→ **GIVEN REQUEST**
Please find each line in the items below that contains the word "blue" and copy it out. Matches must have the same case.

→ **INPUT MATERIAL**
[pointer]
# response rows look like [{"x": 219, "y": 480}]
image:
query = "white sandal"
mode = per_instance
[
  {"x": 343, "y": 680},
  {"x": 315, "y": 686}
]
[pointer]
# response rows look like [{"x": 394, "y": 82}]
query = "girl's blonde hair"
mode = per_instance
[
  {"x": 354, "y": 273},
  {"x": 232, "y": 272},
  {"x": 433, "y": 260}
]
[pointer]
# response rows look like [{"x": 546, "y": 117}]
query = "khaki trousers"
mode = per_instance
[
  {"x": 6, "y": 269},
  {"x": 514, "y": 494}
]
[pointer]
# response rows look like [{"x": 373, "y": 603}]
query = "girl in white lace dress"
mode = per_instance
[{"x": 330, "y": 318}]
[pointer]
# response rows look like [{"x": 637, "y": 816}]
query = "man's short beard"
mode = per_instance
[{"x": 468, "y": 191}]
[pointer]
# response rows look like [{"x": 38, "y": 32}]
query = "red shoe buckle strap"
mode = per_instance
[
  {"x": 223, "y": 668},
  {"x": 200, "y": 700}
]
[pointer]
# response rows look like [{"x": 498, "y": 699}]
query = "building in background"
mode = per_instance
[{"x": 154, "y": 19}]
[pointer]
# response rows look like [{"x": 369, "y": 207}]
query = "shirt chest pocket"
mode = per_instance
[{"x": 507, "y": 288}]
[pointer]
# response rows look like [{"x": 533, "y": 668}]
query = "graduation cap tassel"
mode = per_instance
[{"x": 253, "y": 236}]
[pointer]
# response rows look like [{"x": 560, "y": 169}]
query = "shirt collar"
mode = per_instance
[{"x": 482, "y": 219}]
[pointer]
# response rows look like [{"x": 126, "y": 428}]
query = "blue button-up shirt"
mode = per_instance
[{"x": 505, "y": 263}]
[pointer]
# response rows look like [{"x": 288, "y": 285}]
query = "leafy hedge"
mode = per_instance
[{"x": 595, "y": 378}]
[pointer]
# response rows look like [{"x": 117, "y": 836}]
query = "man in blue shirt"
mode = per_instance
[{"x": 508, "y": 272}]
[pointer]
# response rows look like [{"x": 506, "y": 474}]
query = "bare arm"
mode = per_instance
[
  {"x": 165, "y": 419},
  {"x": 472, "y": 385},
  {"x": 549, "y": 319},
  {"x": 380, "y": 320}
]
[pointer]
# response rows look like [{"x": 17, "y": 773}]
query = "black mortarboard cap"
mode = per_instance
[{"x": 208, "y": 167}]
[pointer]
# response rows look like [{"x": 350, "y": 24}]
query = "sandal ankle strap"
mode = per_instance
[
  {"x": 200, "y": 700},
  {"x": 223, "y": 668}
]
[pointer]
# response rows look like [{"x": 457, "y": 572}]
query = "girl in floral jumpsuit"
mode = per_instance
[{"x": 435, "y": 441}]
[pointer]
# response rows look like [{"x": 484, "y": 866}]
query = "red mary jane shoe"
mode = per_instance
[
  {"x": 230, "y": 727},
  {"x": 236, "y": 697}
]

→ **REPLY TO THE TASK**
query = "blue button-up shirt"
query = "man in blue shirt"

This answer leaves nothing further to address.